*** Opening of Input data ***

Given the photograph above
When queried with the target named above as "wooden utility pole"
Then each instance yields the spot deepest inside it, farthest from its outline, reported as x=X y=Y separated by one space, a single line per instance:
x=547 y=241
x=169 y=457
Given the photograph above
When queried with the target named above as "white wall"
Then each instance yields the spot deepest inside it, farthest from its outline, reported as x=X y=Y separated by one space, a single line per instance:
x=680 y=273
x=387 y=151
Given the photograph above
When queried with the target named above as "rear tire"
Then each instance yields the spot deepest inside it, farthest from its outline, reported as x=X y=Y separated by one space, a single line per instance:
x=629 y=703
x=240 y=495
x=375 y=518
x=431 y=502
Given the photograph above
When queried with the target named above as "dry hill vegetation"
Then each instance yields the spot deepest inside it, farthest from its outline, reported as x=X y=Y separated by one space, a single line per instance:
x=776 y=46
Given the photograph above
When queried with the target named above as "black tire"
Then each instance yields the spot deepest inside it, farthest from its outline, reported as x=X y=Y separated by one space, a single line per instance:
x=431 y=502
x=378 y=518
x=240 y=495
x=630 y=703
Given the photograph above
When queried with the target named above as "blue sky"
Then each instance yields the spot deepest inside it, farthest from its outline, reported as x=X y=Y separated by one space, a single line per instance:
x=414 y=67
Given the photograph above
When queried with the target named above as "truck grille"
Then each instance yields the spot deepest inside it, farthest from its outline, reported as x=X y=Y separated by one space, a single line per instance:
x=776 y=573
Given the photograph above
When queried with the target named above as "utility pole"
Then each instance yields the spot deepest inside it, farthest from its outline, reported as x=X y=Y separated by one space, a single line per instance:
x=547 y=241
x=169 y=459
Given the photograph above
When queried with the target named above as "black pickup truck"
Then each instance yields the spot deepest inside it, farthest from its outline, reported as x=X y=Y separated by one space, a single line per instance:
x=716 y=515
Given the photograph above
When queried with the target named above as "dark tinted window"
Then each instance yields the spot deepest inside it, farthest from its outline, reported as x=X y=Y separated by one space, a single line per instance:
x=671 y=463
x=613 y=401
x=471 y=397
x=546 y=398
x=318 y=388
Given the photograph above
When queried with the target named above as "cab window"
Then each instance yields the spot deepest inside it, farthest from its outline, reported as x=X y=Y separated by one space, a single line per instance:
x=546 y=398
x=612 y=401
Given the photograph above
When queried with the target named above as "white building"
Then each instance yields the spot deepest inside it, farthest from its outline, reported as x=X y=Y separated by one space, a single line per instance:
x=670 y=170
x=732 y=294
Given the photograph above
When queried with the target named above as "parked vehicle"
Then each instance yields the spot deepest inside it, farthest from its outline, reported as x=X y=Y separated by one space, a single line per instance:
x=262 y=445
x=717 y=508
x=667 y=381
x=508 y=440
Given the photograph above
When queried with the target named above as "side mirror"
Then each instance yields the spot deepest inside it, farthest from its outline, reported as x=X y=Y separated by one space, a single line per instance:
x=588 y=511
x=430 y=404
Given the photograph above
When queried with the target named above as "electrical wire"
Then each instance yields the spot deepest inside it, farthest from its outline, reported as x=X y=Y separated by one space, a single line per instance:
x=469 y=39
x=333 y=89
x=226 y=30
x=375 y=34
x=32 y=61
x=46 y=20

*** Close of Input data ***

- _Exercise aim_
Using the data above, reproduce every line exactly.

- _Answer below_
Given the photograph above
When queried with the target named above as "wooden utility pole"
Then each instance yields the spot deepest inside it, farthest from its outline, reported as x=X y=Y separated by one space, a single line per instance:
x=547 y=241
x=169 y=457
Given the photograph above
When queried with the target named above as "white wall"
Then each instance yields the spot deepest inside it, farthest from its outline, reported as x=X y=Y separated by one space, a single line per instance:
x=680 y=273
x=387 y=151
Given the photograph above
When queried with the target named above as "rear tire"
Then each instance yields the spot deepest inside it, farthest from its outline, reported as x=X y=Y separated by one space, a single line per instance:
x=629 y=703
x=240 y=495
x=375 y=518
x=431 y=502
Given the photograph above
When queried with the target named above as "dry hill vegetation"
Then each instance yields the spot deepest inside it, farthest from its outline, reported as x=X y=Y separated by one space, a single line per instance:
x=776 y=46
Given the photograph above
When queried with the target named above as "black tire"
Then each instance yields the spot deepest inside it, farthest from its outline, reported as x=X y=Y separated by one space, a single line per instance:
x=431 y=502
x=378 y=518
x=240 y=495
x=630 y=703
Given the photograph above
When queried with the target named above as "blue sky"
Then each instance yields the spot deepest inside it, farthest from its outline, reported as x=X y=Y separated by one space, a single line per instance:
x=414 y=67
Given the photograph above
When queried with the target named above as "truck grille"
Then each instance yields the spot deepest inside it, farthest from its outline, reported as x=X y=Y separated by one space, a single line per instance:
x=776 y=573
Given the photograph above
When queried with the target named above as "utility pole"
Then each instance yields the spot deepest inside it, farthest from its outline, reported as x=X y=Y separated by one space, a single line per instance:
x=547 y=241
x=169 y=459
Given the photograph above
When queried with the target named above as "black pickup truck"
Then each instance yields the spot deepest inside it, farthest from its outline, reported as x=X y=Y separated by one space, a single line per instance:
x=716 y=515
Given the photograph above
When queried with the target named above as "dark tinted window"
Then each instance yields the spot deepest inside it, farthest from its outline, reported as x=X y=Y separated by one space, a single line per instance:
x=671 y=463
x=613 y=401
x=471 y=397
x=546 y=398
x=318 y=388
Given the photograph above
When queried with the target named above as "cab window"
Then each instance yields the spot deepest inside it, farthest from its outline, reported as x=X y=Y separated by one space, a single line per instance:
x=546 y=398
x=612 y=401
Given the photograph above
When queried with the target named above as "white building"
Then each instance yields the spot deepest inside it, farthest from its outline, reported as x=X y=Y separated by one space, a single line per instance:
x=670 y=170
x=732 y=294
Given the photograph above
When queried with the target named above as "parked vehicle"
Then each instance yields the spot deepest inside it, farthest from its outline, reported as x=X y=Y separated by one space, a single line per instance:
x=262 y=445
x=717 y=508
x=667 y=381
x=508 y=440
Given the photograph above
When queried with the target named above as "side mirror"
Then each instance yields the spot deepest inside it, farthest from its outline, reported as x=X y=Y separated by one space, a single line per instance:
x=588 y=511
x=430 y=404
Given the photograph above
When queried with the target named above as "electrical wire"
Then each instance yields the spot deepest inside it, farthest from its outline, reported as x=X y=Y separated by one space, a single line per instance:
x=469 y=39
x=333 y=89
x=226 y=30
x=375 y=34
x=32 y=61
x=46 y=20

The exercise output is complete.